[Task to carry out]
Locate the line containing "of the overcast" in the material below; repeat it and every line after it, exactly as written.

==========

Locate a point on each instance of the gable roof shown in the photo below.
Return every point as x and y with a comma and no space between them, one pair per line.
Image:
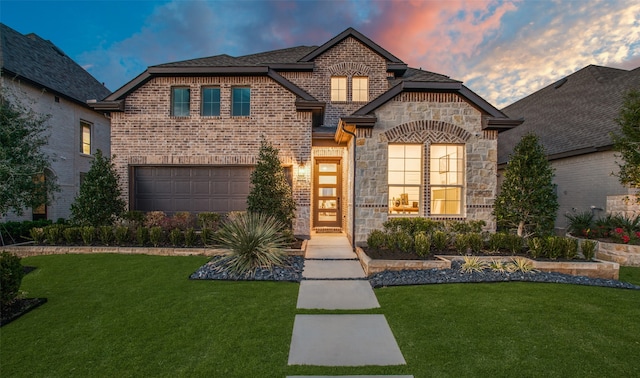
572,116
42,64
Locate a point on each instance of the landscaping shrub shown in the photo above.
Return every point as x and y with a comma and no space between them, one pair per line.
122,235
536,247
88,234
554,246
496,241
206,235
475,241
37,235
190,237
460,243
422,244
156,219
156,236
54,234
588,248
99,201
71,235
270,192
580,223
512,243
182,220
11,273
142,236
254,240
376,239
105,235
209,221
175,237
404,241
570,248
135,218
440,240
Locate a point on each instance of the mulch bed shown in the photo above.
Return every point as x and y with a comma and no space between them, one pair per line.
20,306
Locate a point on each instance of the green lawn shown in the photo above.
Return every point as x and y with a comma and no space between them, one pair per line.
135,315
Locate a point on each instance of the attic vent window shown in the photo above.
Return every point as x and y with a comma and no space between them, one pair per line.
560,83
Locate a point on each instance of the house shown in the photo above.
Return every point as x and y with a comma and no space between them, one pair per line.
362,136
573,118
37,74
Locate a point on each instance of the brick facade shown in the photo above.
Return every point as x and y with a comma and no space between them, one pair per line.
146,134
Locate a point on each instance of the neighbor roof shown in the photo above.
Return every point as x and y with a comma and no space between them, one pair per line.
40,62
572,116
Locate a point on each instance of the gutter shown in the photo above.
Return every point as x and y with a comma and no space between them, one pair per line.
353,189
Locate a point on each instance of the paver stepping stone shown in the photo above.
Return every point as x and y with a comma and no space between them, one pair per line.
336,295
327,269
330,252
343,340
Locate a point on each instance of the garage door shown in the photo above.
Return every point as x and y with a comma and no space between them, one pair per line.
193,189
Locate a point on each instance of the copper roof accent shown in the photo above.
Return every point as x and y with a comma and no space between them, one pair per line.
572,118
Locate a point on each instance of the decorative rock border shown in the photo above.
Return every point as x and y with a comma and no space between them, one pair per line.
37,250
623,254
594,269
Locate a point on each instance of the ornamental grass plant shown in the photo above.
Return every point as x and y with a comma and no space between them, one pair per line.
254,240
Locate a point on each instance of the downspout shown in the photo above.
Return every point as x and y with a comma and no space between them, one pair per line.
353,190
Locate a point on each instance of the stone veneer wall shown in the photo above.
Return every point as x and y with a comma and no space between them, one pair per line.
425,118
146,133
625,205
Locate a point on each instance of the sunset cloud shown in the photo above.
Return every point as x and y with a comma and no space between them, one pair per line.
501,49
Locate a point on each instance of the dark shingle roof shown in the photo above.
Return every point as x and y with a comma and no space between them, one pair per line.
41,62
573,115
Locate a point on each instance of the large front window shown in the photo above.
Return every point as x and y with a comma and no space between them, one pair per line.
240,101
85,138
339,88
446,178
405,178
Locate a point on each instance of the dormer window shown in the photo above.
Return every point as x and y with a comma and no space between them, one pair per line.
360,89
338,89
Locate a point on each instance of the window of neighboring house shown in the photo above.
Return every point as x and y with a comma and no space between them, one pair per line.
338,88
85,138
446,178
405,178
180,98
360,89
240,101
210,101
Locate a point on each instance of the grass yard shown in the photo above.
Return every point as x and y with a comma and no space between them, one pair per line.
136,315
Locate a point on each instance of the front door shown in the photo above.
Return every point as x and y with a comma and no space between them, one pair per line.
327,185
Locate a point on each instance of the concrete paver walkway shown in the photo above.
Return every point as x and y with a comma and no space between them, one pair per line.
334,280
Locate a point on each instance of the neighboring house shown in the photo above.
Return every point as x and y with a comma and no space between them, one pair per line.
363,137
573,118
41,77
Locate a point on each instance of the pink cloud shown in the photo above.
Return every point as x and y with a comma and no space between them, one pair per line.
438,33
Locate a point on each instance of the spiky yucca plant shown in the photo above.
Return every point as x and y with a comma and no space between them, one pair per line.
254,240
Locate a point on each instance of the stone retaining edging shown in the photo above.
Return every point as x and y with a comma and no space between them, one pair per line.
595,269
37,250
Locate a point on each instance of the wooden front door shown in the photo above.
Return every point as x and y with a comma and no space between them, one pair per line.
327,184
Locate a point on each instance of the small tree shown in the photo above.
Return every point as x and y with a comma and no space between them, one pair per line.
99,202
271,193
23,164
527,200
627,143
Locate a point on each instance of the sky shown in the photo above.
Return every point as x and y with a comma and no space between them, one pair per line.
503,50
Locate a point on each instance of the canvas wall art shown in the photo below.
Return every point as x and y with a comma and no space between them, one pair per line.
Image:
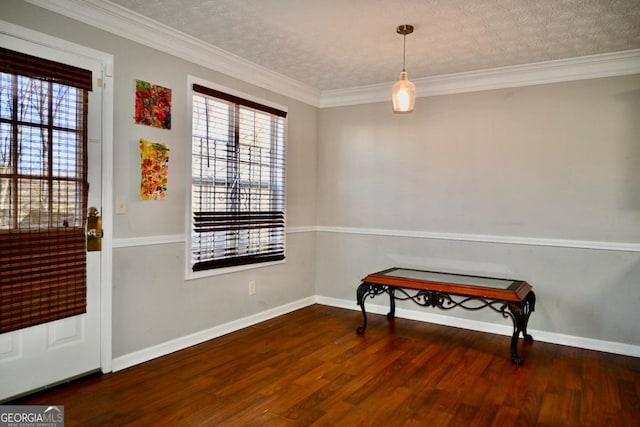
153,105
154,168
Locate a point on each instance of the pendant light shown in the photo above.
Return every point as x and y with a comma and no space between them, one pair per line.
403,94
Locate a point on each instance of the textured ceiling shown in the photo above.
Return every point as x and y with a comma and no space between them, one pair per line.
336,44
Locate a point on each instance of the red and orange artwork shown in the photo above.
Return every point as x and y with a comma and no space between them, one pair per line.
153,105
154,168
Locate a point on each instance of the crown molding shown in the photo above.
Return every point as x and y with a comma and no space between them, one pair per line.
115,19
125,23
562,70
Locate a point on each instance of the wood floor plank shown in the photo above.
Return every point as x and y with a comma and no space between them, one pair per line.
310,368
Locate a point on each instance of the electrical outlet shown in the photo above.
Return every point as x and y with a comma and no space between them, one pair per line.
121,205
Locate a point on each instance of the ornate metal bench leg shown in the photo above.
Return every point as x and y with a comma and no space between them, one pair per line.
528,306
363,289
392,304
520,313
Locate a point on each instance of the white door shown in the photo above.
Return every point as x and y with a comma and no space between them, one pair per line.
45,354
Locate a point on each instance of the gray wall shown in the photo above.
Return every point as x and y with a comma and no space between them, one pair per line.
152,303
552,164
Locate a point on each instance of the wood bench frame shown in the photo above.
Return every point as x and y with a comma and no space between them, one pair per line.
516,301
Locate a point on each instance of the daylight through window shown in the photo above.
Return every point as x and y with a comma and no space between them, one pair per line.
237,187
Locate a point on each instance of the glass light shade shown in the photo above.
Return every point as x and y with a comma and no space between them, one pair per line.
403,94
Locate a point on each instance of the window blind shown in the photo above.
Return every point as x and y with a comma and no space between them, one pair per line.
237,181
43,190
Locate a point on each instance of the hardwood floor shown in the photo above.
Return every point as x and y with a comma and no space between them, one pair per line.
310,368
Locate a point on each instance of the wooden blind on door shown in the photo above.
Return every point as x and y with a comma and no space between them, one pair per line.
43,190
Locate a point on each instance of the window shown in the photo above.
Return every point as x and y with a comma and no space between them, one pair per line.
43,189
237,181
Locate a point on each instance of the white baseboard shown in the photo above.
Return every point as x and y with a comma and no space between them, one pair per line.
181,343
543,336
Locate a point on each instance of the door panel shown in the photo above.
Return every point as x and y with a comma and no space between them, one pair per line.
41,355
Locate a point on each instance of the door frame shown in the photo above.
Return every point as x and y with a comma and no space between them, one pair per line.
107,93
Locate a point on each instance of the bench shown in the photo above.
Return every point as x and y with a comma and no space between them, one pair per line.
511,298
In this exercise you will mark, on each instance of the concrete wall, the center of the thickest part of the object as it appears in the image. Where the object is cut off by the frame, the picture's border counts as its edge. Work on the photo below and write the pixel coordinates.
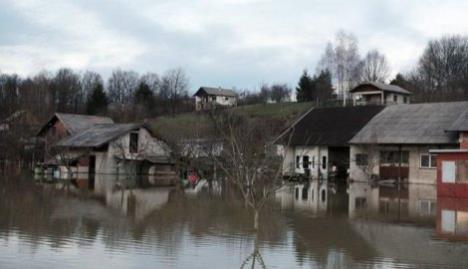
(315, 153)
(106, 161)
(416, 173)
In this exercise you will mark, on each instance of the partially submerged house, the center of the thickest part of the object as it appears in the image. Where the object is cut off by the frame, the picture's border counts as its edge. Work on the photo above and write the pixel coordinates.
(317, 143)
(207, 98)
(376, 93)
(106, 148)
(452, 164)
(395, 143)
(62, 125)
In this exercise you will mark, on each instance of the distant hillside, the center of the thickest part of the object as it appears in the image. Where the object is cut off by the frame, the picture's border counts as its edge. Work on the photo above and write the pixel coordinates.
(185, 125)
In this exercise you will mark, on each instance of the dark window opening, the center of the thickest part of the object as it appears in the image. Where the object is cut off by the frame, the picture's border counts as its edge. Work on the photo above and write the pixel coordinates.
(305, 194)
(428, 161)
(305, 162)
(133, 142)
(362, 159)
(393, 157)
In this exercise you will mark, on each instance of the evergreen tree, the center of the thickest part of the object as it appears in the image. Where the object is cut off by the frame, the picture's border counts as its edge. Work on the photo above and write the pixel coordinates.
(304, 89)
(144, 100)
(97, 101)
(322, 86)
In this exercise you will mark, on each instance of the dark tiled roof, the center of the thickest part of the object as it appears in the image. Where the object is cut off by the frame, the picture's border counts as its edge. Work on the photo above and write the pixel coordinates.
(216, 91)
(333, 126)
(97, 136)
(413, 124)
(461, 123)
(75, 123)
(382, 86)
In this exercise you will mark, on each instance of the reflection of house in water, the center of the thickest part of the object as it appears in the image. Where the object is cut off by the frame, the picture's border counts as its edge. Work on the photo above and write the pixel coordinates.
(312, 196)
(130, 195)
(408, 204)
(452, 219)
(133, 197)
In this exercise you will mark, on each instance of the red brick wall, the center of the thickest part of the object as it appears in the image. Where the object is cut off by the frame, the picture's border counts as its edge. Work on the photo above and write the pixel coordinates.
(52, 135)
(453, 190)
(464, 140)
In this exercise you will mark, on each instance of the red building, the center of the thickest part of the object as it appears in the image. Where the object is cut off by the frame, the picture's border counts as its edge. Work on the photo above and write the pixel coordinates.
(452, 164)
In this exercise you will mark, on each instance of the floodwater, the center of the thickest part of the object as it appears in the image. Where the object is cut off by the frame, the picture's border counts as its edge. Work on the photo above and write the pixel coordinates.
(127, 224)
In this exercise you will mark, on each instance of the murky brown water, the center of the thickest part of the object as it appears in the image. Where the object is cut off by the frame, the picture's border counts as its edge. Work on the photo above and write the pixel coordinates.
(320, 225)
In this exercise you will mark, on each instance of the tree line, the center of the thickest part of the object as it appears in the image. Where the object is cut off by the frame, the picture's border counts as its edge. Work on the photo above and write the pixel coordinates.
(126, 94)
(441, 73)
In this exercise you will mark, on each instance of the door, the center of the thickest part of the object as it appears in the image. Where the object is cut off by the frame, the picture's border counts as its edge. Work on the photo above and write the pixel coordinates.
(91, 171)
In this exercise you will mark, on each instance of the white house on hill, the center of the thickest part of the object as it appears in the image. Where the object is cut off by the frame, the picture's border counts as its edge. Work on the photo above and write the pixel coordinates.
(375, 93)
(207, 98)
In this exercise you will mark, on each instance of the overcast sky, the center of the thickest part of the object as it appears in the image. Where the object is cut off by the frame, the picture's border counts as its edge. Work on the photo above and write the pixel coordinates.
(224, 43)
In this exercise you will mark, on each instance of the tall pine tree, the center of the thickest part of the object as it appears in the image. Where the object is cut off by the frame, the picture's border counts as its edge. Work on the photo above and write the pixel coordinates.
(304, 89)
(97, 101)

==========

[The solution]
In this exercise you will mark, on each instance of the overcast sky, the center of the thickest part of the object as it appears in the image. Where the object is cut off by the frame, the picture's border counts as its edge. Work on the photo above and write the pixel coordinates.
(224, 43)
In this exercise you will mark, on each instance of the tall pine tree, the center of the thickest part of the object as it appears in the image. Where the object is cut off by the frame, the picture's border counts as its edge. Work on the photo above and write the pixel coordinates.
(304, 89)
(97, 101)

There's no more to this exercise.